Start of Recorded data

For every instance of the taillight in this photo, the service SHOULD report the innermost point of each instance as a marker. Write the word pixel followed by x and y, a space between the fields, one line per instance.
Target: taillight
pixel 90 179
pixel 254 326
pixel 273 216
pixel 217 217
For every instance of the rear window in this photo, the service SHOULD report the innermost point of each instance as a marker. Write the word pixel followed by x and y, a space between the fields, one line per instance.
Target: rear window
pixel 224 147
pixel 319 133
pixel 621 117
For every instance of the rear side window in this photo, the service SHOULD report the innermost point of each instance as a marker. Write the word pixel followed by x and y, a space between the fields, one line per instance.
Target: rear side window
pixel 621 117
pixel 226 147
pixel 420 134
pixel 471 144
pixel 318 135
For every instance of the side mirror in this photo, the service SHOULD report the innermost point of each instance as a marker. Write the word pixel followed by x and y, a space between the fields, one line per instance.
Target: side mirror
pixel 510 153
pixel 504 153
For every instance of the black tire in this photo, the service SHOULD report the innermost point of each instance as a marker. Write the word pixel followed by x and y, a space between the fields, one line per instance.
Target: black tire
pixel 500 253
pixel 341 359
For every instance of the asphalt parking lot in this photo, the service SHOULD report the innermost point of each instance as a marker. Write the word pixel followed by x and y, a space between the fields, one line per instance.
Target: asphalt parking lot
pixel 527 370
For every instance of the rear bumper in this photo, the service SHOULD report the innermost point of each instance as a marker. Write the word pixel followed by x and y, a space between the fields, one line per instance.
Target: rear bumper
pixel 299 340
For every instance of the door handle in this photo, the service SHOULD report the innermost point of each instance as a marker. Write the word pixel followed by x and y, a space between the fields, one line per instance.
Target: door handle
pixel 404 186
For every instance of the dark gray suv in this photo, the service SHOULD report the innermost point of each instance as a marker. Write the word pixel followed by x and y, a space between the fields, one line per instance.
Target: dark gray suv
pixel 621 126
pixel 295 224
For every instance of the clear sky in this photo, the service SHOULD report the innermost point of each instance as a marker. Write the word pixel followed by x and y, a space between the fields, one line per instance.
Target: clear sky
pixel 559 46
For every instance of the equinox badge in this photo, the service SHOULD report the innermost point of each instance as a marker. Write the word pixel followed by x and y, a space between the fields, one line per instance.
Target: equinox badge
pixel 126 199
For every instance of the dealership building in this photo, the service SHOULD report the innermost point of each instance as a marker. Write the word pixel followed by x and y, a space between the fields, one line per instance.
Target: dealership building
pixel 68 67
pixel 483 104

End of Recorded data

■ **Task goal**
Go to the line containing "Target: door handle" in the listing. Print it and every line through the last one, exactly and with nothing more.

■ **Solution for this task**
Target: door handle
pixel 404 186
For every instance of the dark gray suv in this photo, the service SHOULD report the innermost point of each instance as a marker. Write the word pixel followed by x and y, a space between the fields, one line per instance.
Target: dark gray suv
pixel 621 126
pixel 295 224
For every instance of the clear sky in this photo, the service SHOULD report the innermost point of each instance as a marker. Write the word pixel followed by x and y, a space between the fields, one line per instance.
Target: clear sky
pixel 559 46
For every instance of the equinox badge in this photo, the service SHOULD report the innermost point of each instance as a marker. Write the word pixel followed by x and y, a space between the fields, one line per instance.
Target: equinox badge
pixel 126 199
For every instance of the dealership building in this photo, the service SHOULD report the innermost point of each instance as a marker. Write the word pixel followed by x and y, a space between the fields, one line per instance.
Target: dealership building
pixel 68 67
pixel 483 104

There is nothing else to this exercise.